## Exercise:
Recast all the lines below as a two-column CSV with the header text,answer. Give one row for each text and its answer, put each in a single quoted field with line breaks changed to spaces, and leave out the pictures.
■ ■ ■ ■ ■
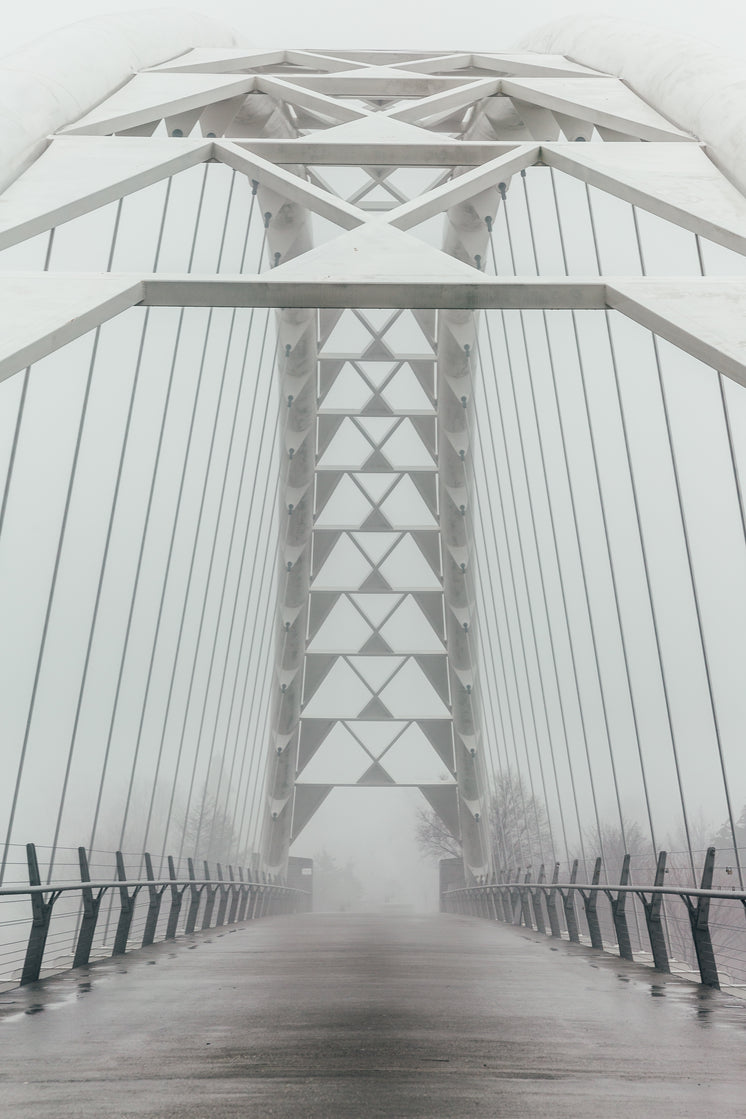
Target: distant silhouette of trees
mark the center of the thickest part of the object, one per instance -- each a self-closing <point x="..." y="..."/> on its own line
<point x="519" y="828"/>
<point x="336" y="889"/>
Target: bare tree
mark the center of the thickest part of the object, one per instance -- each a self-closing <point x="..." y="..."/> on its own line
<point x="519" y="828"/>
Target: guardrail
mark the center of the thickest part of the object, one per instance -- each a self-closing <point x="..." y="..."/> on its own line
<point x="525" y="903"/>
<point x="227" y="901"/>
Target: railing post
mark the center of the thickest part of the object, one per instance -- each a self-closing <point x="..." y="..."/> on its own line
<point x="262" y="897"/>
<point x="153" y="905"/>
<point x="491" y="899"/>
<point x="652" y="910"/>
<point x="591" y="903"/>
<point x="568" y="903"/>
<point x="245" y="892"/>
<point x="177" y="897"/>
<point x="253" y="896"/>
<point x="196" y="893"/>
<point x="699" y="912"/>
<point x="619" y="914"/>
<point x="516" y="901"/>
<point x="267" y="905"/>
<point x="551" y="905"/>
<point x="526" y="909"/>
<point x="536" y="903"/>
<point x="235" y="894"/>
<point x="91" y="906"/>
<point x="503" y="899"/>
<point x="40" y="919"/>
<point x="209" y="904"/>
<point x="225" y="892"/>
<point x="126" y="909"/>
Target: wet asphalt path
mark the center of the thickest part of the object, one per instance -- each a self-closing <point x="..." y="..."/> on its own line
<point x="349" y="1017"/>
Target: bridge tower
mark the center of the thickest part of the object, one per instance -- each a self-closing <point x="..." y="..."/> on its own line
<point x="419" y="222"/>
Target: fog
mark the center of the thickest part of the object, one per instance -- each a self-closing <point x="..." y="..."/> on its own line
<point x="214" y="743"/>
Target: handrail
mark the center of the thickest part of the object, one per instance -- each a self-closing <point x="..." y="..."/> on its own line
<point x="546" y="886"/>
<point x="516" y="902"/>
<point x="116" y="883"/>
<point x="238" y="899"/>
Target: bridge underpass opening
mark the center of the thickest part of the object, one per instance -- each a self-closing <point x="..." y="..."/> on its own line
<point x="366" y="855"/>
<point x="507" y="485"/>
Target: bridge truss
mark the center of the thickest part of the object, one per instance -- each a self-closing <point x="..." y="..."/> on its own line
<point x="381" y="293"/>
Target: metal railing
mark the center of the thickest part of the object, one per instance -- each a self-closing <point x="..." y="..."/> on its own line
<point x="242" y="896"/>
<point x="516" y="902"/>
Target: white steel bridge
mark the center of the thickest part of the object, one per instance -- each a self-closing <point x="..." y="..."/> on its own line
<point x="373" y="420"/>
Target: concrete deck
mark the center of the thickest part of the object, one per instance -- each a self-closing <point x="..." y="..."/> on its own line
<point x="340" y="1017"/>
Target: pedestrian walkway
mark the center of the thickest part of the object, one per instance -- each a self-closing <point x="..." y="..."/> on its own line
<point x="355" y="1016"/>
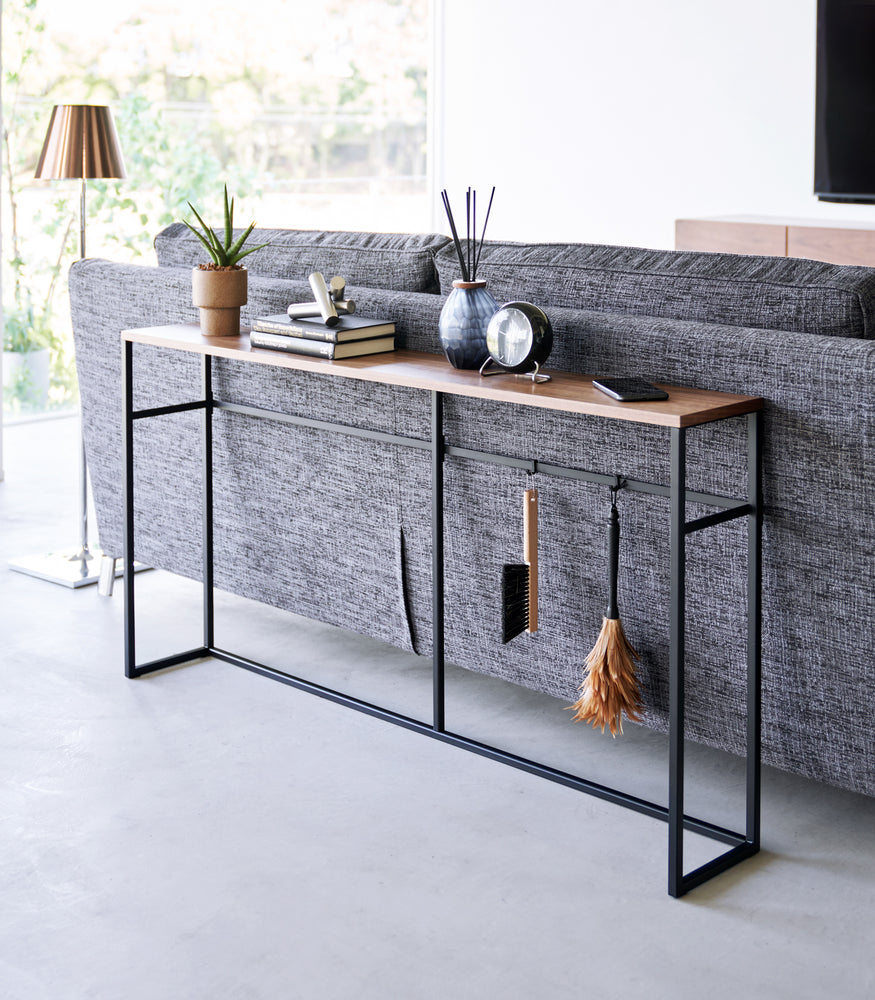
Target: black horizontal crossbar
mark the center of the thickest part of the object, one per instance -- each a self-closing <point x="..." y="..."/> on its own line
<point x="160" y="411"/>
<point x="322" y="425"/>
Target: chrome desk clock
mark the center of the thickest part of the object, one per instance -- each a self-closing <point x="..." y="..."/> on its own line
<point x="519" y="338"/>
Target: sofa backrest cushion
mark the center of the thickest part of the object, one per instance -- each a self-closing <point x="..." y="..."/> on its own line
<point x="396" y="261"/>
<point x="772" y="293"/>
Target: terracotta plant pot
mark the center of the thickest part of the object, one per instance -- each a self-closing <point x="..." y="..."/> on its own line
<point x="219" y="295"/>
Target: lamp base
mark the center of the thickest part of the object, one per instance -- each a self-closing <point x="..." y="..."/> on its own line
<point x="73" y="568"/>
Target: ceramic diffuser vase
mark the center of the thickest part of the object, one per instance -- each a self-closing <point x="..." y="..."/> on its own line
<point x="463" y="322"/>
<point x="469" y="306"/>
<point x="219" y="288"/>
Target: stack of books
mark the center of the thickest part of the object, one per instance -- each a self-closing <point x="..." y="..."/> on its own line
<point x="352" y="337"/>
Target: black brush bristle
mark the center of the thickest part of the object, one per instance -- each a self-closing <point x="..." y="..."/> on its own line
<point x="515" y="600"/>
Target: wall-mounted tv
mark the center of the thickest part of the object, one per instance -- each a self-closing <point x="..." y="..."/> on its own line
<point x="844" y="137"/>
■ ■ ■ ■ ■
## Worked solution:
text,answer
"Target: distant silhouette of trees mark the center of the thickest part of the object, one per instance -- each a self-closing <point x=""..."" y=""...""/> on its own line","<point x=""519"" y=""828""/> <point x=""336"" y=""889""/>"
"Target: bare tree mark the center of the thickest part of the object, one per instance -- each a self-closing <point x=""..."" y=""...""/> on its own line","<point x=""519"" y=""828""/>"
"Target: guardrail mark the center of the thickest part of the object, one per instance -- each a self-closing <point x=""..."" y=""...""/> on its own line","<point x=""525"" y=""903""/> <point x=""227"" y=""901""/>"
"Target: railing post mark the center of the thickest part of the object, one per instance -- each a self-closing <point x=""..."" y=""...""/> on its own line","<point x=""262"" y=""897""/> <point x=""153"" y=""905""/> <point x=""491"" y=""899""/> <point x=""652"" y=""910""/> <point x=""591"" y=""903""/> <point x=""568"" y=""903""/> <point x=""245"" y=""892""/> <point x=""177"" y=""897""/> <point x=""253"" y=""896""/> <point x=""196"" y=""893""/> <point x=""699"" y=""912""/> <point x=""619"" y=""914""/> <point x=""516"" y=""901""/> <point x=""267"" y=""905""/> <point x=""551"" y=""905""/> <point x=""526"" y=""909""/> <point x=""536"" y=""903""/> <point x=""235"" y=""894""/> <point x=""91"" y=""906""/> <point x=""503"" y=""899""/> <point x=""40"" y=""919""/> <point x=""209"" y=""904""/> <point x=""225"" y=""892""/> <point x=""126"" y=""909""/>"
"Target: wet asphalt path mark the center of the thickest part of the object, one per instance -- each a self-closing <point x=""..."" y=""...""/> on its own line","<point x=""349"" y=""1017""/>"
"Target: bridge tower mark the center of the thickest part of the object, one per instance -- each a self-closing <point x=""..."" y=""...""/> on its own line","<point x=""419"" y=""222""/>"
"Target: fog mark the center of the thickest part of the object, one per instance -- each a self-closing <point x=""..."" y=""...""/> on its own line","<point x=""214"" y=""743""/>"
"Target: handrail mark the center of the thickest part of the object, one per instance -- each a self-closing <point x=""..."" y=""...""/> on its own line","<point x=""546"" y=""886""/> <point x=""516"" y=""902""/> <point x=""116"" y=""883""/> <point x=""238"" y=""899""/>"
"Target: bridge underpass opening mark the center of the thickest part of the object, one per instance -- each a self-closing <point x=""..."" y=""...""/> on its own line","<point x=""366"" y=""855""/> <point x=""507"" y=""485""/>"
"Target: bridge truss mark the center of the thickest part of the object, one per instance -- each a self-closing <point x=""..."" y=""...""/> on its own line","<point x=""381"" y=""293""/>"
"Target: metal railing mark the center of the thickest part of the object, one per instance -- each a self-closing <point x=""..."" y=""...""/> on its own line","<point x=""242"" y=""896""/> <point x=""516"" y=""902""/>"
"Target: white steel bridge mark the center of the thickest part of the object, one per instance -- each a self-closing <point x=""..."" y=""...""/> on its own line","<point x=""373"" y=""420""/>"
"Target: concrete deck mark the center of the thickest part of the object, one per instance -- each a self-closing <point x=""..."" y=""...""/> on its own line","<point x=""340"" y=""1017""/>"
"Target: pedestrian walkway mark the center of the thickest part of the object, one per instance -- each a self-closing <point x=""..."" y=""...""/> on its own line","<point x=""355"" y=""1016""/>"
"Target: black horizontal crossbar mark the center of the thickest part of the object, one per instance -- each a self-closing <point x=""..."" y=""...""/> on its own line","<point x=""160"" y=""411""/> <point x=""322"" y=""425""/>"
"Target: chrome desk clock mark the center of the thickest part of the object, one per instance -- each a self-closing <point x=""..."" y=""...""/> on its own line","<point x=""519"" y=""338""/>"
"Target: sofa backrest cushion mark the center of the thickest part of the object, one per instance -- each a self-closing <point x=""..."" y=""...""/> on its own line","<point x=""396"" y=""261""/> <point x=""772"" y=""293""/>"
"Target: terracotta plant pot mark the center of the thickest part of the object, one per instance -- each a self-closing <point x=""..."" y=""...""/> on its own line","<point x=""219"" y=""295""/>"
"Target: lamp base mark the center of the thickest part of the object, one per instance -- each a self-closing <point x=""..."" y=""...""/> on its own line","<point x=""73"" y=""568""/>"
"Target: ceramic diffuser vase mark the center of the thickest part of the object, one per instance -- each a self-closing <point x=""..."" y=""...""/> on its own line","<point x=""463"" y=""322""/> <point x=""469"" y=""306""/> <point x=""219"" y=""288""/>"
"Target: stack of books mark the center of the thickest part of the object, one per instance -- each a self-closing <point x=""..."" y=""...""/> on its own line","<point x=""352"" y=""337""/>"
"Target: black brush bristle mark the center of the thickest part of the object, one per instance -- each a self-closing <point x=""..."" y=""...""/> on its own line","<point x=""515"" y=""600""/>"
"Target: wall-mounted tv mark the center of the thickest part of the object, one per instance -- each a self-closing <point x=""..."" y=""...""/> on its own line","<point x=""844"" y=""137""/>"